*LESETEXT:*
============================================================
Regierungsbezirk Düsseldorf: Der Regionalrat hat bislang den mit Abstand besten Entwurf vorgelegt – zumal die Pläne rund 20 Prozent mehr Fläche als gefordert vorsehen. Von Seiten des LEE NRW gibt es kaum fachliche Einwände gegen bislang vorgelegten Entwurf.

Planungsregion Ruhrgebiet: In dieser Region gibt es bislang noch keinen Zeitplan, wann der Entwurf für die neuen Flächenausweisungen vorliegen soll. Mit knapp 2.000 Hektar muss die Planungsregion Ruhrgebiet die kleinste Fläche für neue Windenergieanlagen ausweisen. Dennoch sind die 2.000 ha von großer Bedeutung: Die Landesregierung kann der Bundesregierung erst dann das Erreichen des vorgegebenen Flächenziels melden (mindesten 1,8 Prozent der Landesfläche), wenn als Regionalpläne beschlossen sind.
============================================================
*AUFGABENSTELLUNG 1:* Wie viel Fläche muss die Planungsregion Ruhrgebiet laut dem Lesetext für neue Windenergieanlagen ausweisen?
Die anschließende Liste steht in keinem Zusammenhang mit dem Lesetext.

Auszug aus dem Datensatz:
============================================================
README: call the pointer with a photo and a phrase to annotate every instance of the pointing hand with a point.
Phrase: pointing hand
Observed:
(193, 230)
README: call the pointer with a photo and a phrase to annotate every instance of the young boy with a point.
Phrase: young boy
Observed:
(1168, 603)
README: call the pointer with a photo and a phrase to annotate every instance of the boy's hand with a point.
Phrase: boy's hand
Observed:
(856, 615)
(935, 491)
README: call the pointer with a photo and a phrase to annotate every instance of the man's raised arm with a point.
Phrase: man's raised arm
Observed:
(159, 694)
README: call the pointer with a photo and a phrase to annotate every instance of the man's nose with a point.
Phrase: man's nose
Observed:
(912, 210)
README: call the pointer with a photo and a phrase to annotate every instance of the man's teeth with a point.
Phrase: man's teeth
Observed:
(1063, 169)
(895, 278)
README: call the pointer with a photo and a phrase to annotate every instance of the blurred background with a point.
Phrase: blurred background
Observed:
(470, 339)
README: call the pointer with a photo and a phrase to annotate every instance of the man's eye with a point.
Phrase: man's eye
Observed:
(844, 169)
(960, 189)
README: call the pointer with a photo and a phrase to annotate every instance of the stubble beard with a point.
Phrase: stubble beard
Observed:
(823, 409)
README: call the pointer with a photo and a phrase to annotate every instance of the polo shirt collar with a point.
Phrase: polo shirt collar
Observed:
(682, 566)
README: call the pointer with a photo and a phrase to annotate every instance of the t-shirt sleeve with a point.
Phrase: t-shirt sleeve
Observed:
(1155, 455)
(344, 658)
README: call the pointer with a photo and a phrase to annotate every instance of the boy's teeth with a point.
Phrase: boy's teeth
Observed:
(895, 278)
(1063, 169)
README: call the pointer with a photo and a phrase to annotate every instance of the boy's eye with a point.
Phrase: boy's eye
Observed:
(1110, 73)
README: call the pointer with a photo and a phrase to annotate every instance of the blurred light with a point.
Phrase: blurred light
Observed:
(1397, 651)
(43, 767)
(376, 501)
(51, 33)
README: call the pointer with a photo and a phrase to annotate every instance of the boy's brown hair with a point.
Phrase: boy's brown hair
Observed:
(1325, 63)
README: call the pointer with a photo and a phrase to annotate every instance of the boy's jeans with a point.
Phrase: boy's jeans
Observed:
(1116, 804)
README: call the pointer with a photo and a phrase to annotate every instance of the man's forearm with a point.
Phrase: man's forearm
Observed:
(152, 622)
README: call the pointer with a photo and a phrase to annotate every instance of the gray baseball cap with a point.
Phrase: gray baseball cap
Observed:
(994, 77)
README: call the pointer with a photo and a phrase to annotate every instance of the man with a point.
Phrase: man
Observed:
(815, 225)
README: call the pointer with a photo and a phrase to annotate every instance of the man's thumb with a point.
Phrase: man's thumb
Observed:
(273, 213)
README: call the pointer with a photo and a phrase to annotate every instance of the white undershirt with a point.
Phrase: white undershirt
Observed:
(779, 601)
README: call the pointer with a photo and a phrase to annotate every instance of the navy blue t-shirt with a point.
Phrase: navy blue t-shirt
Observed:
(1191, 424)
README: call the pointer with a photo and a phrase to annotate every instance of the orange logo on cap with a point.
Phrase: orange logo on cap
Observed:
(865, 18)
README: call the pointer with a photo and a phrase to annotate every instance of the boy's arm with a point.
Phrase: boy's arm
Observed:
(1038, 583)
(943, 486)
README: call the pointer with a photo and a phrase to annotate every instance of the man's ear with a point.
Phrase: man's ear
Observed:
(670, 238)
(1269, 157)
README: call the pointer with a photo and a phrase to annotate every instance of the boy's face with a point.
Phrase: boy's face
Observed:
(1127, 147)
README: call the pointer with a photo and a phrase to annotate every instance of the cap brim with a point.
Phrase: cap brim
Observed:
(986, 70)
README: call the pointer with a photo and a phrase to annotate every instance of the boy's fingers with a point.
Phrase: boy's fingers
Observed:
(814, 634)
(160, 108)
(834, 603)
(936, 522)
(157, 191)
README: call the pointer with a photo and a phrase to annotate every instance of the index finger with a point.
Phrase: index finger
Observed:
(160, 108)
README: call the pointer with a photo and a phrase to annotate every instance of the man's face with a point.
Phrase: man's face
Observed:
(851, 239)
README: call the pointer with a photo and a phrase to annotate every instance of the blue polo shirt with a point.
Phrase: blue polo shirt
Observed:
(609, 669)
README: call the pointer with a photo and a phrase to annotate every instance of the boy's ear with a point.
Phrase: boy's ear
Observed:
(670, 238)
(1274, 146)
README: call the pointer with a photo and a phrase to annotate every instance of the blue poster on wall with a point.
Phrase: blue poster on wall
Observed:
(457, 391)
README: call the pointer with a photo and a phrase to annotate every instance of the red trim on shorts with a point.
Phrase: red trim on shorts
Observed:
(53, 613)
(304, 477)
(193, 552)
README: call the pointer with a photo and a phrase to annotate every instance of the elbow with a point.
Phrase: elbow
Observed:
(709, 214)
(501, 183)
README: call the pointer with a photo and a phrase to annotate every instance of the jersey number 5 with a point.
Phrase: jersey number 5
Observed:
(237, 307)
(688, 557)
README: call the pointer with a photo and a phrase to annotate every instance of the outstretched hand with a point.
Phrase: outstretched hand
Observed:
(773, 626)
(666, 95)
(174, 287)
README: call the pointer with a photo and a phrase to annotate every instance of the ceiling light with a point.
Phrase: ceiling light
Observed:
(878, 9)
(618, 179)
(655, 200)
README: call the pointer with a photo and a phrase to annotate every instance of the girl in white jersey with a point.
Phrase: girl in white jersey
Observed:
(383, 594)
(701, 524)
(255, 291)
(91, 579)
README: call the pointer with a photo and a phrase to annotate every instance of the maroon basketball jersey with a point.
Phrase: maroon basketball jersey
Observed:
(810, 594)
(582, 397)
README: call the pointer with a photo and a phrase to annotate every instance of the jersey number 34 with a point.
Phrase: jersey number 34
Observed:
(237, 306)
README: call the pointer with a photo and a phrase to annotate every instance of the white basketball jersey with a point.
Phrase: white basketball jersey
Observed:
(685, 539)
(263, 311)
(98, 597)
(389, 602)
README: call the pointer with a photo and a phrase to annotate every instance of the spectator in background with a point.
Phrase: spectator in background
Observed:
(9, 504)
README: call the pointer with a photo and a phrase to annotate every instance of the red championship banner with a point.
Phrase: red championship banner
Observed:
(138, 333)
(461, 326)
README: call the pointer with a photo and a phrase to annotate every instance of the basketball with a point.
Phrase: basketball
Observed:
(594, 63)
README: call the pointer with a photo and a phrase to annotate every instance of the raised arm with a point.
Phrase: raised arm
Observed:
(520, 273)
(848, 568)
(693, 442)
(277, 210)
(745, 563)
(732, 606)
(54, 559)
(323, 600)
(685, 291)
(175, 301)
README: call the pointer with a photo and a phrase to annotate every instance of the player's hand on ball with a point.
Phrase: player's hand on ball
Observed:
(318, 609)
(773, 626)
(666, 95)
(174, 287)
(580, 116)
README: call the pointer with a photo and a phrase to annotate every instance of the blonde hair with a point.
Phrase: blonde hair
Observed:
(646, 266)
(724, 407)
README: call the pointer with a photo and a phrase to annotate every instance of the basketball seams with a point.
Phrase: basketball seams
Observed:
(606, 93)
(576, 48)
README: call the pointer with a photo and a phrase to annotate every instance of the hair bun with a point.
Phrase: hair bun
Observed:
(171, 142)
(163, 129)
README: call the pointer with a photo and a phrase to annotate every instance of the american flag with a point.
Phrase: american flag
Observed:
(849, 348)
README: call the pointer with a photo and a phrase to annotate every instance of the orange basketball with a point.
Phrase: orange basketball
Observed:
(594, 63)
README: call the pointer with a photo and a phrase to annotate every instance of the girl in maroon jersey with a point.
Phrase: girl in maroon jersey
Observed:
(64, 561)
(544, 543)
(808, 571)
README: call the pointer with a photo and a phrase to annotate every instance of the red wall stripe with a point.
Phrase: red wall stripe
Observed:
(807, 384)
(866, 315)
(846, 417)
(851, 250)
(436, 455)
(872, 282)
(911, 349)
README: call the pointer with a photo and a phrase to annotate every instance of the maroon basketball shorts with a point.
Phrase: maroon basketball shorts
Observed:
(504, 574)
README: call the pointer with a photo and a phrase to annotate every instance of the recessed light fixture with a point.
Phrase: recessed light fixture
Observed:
============================================================
*AUFGABENSTELLUNG 2:* Zähle, in wie vielen Zeilen der Liste die Zeichenfolge „elbow“ vorkommt, und nenne nur die Zahl.

*ANTWORT 1:* Knapp 2.000 Hektar.

*ANTWORT 2:* 2